▸ WORK INSTRUCTION:
Pull each line holding "wooden" out of the entries below.

▸ SOURCE DATA:

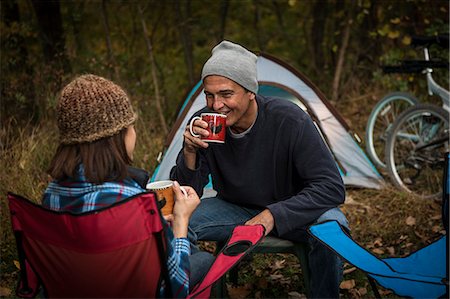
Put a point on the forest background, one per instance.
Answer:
(155, 49)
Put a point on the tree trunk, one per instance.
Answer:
(153, 70)
(341, 58)
(112, 65)
(256, 20)
(224, 5)
(317, 33)
(18, 99)
(185, 34)
(49, 20)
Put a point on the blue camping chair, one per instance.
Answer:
(423, 274)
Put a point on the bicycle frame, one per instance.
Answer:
(433, 87)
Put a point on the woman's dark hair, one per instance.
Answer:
(104, 160)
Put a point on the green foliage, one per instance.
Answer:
(307, 38)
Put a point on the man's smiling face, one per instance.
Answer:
(226, 97)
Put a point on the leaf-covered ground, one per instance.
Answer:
(386, 222)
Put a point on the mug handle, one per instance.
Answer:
(190, 127)
(184, 191)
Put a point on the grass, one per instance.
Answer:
(388, 222)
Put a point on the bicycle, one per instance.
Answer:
(386, 111)
(419, 138)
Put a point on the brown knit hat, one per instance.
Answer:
(91, 107)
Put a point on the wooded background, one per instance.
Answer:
(155, 49)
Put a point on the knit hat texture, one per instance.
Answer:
(234, 62)
(90, 108)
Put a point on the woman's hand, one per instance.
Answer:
(183, 209)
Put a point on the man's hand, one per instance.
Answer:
(192, 144)
(265, 218)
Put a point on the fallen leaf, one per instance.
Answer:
(354, 293)
(239, 292)
(276, 276)
(296, 295)
(347, 284)
(262, 283)
(279, 264)
(378, 242)
(362, 291)
(347, 271)
(384, 292)
(5, 292)
(436, 228)
(378, 251)
(410, 221)
(391, 250)
(17, 264)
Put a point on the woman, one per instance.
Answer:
(91, 168)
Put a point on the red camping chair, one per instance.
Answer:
(116, 252)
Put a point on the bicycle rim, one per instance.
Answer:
(416, 148)
(380, 122)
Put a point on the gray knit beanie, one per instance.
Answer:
(233, 62)
(91, 107)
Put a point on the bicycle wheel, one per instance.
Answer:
(415, 150)
(380, 122)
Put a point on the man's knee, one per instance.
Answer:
(334, 214)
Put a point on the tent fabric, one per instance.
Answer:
(278, 79)
(419, 275)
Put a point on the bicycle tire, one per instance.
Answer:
(380, 121)
(415, 150)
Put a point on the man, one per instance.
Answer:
(274, 169)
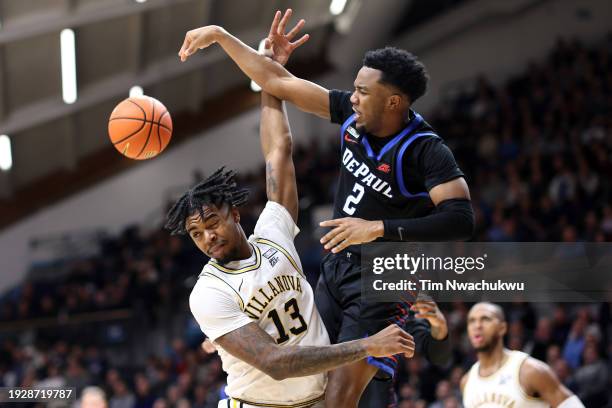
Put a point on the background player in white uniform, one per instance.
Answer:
(252, 299)
(504, 378)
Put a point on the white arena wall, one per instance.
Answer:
(483, 36)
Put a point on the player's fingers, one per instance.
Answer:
(336, 240)
(301, 41)
(342, 245)
(184, 46)
(407, 344)
(274, 26)
(283, 23)
(330, 235)
(295, 29)
(420, 306)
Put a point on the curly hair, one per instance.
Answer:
(400, 69)
(217, 189)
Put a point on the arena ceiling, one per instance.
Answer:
(57, 146)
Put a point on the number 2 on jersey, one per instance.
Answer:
(295, 314)
(353, 199)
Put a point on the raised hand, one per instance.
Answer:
(198, 39)
(428, 310)
(278, 44)
(390, 341)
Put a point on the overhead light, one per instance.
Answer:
(69, 92)
(6, 157)
(136, 91)
(260, 49)
(337, 7)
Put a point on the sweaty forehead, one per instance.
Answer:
(195, 218)
(367, 77)
(485, 309)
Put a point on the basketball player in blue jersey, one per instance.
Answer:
(252, 299)
(398, 182)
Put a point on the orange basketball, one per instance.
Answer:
(140, 127)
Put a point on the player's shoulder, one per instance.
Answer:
(208, 281)
(534, 369)
(275, 222)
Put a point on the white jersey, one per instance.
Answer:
(501, 389)
(268, 288)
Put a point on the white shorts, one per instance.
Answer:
(232, 403)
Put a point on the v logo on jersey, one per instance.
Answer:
(352, 135)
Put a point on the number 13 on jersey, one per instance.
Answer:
(353, 199)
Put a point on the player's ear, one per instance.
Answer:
(504, 327)
(394, 103)
(235, 214)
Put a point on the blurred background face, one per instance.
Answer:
(218, 234)
(485, 329)
(369, 100)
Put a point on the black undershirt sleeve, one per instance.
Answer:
(453, 219)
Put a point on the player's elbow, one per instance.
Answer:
(279, 84)
(284, 144)
(460, 215)
(278, 375)
(274, 369)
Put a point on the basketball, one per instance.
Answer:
(140, 127)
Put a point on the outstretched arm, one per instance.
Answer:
(271, 76)
(276, 143)
(537, 379)
(251, 344)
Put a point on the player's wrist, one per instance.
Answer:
(218, 33)
(377, 229)
(367, 346)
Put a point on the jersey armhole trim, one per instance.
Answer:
(235, 291)
(284, 251)
(400, 160)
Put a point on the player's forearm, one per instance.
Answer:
(259, 68)
(274, 126)
(453, 221)
(299, 361)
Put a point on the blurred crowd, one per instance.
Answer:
(536, 152)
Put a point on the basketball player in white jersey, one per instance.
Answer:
(252, 299)
(503, 378)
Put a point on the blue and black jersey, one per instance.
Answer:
(390, 177)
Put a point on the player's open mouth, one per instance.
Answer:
(214, 250)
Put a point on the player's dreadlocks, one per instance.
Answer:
(217, 189)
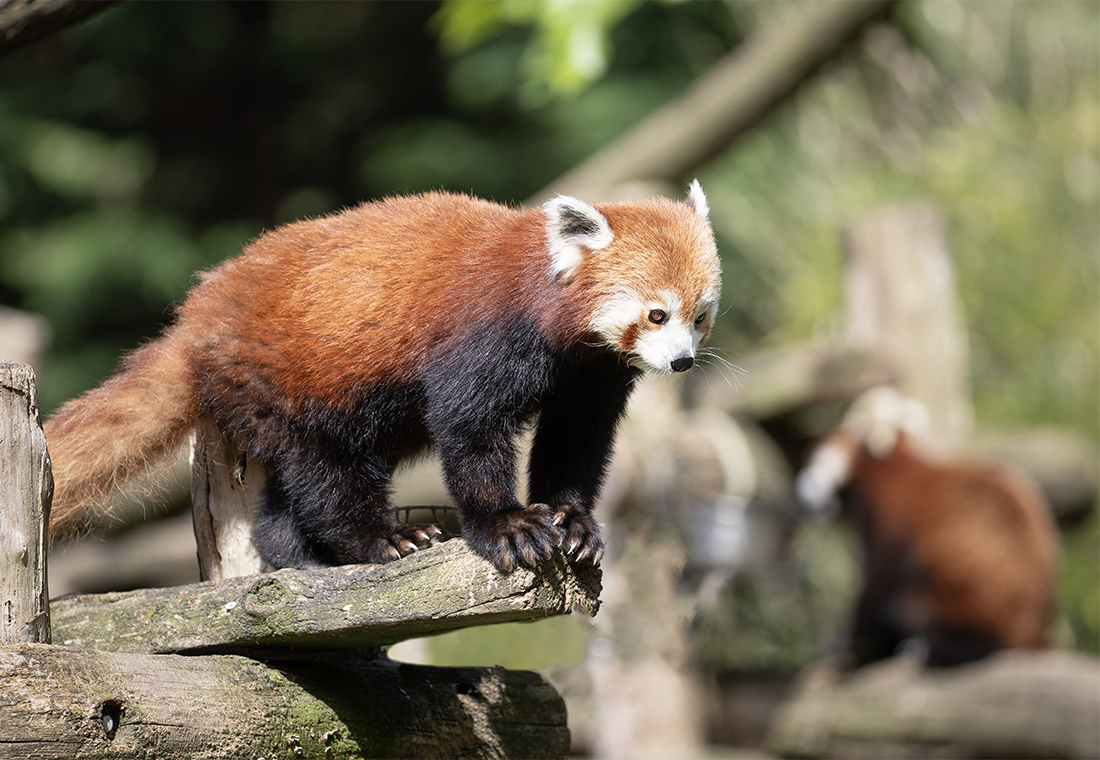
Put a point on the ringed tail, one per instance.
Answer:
(118, 430)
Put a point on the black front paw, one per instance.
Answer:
(513, 538)
(387, 546)
(580, 535)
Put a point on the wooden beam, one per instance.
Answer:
(57, 702)
(26, 487)
(440, 588)
(729, 99)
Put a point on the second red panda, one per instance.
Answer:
(960, 558)
(340, 348)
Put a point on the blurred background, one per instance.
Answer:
(155, 140)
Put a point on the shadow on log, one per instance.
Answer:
(432, 591)
(59, 702)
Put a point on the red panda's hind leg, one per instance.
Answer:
(514, 537)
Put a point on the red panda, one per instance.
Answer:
(342, 347)
(959, 557)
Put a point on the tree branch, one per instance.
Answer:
(26, 21)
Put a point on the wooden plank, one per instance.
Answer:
(440, 588)
(57, 702)
(25, 491)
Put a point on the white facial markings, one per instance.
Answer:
(573, 226)
(828, 470)
(615, 315)
(668, 338)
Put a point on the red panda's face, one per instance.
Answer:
(651, 271)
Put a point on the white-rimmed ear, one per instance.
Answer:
(697, 201)
(572, 226)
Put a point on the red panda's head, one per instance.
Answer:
(649, 271)
(875, 422)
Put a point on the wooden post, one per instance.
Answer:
(226, 491)
(903, 305)
(26, 487)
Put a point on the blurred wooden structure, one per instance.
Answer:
(1016, 704)
(117, 685)
(903, 307)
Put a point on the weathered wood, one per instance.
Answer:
(903, 304)
(25, 21)
(443, 587)
(725, 102)
(57, 702)
(226, 489)
(1018, 704)
(25, 491)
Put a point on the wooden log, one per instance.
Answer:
(1016, 704)
(226, 489)
(903, 305)
(57, 702)
(26, 487)
(440, 588)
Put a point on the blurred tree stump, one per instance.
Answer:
(1016, 704)
(903, 305)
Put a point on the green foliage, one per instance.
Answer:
(993, 116)
(570, 48)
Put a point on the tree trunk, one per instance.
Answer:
(26, 487)
(903, 304)
(56, 702)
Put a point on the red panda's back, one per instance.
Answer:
(981, 541)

▸ SOLUTION BELOW:
Put a point on the wooden beam, one per instance.
Put a point on the wooden plank, one per instance.
Put a point on the wooden post, one per instance.
Put a point on the blurred wooden structure, one per instance.
Put a point on the wooden log, one per instance.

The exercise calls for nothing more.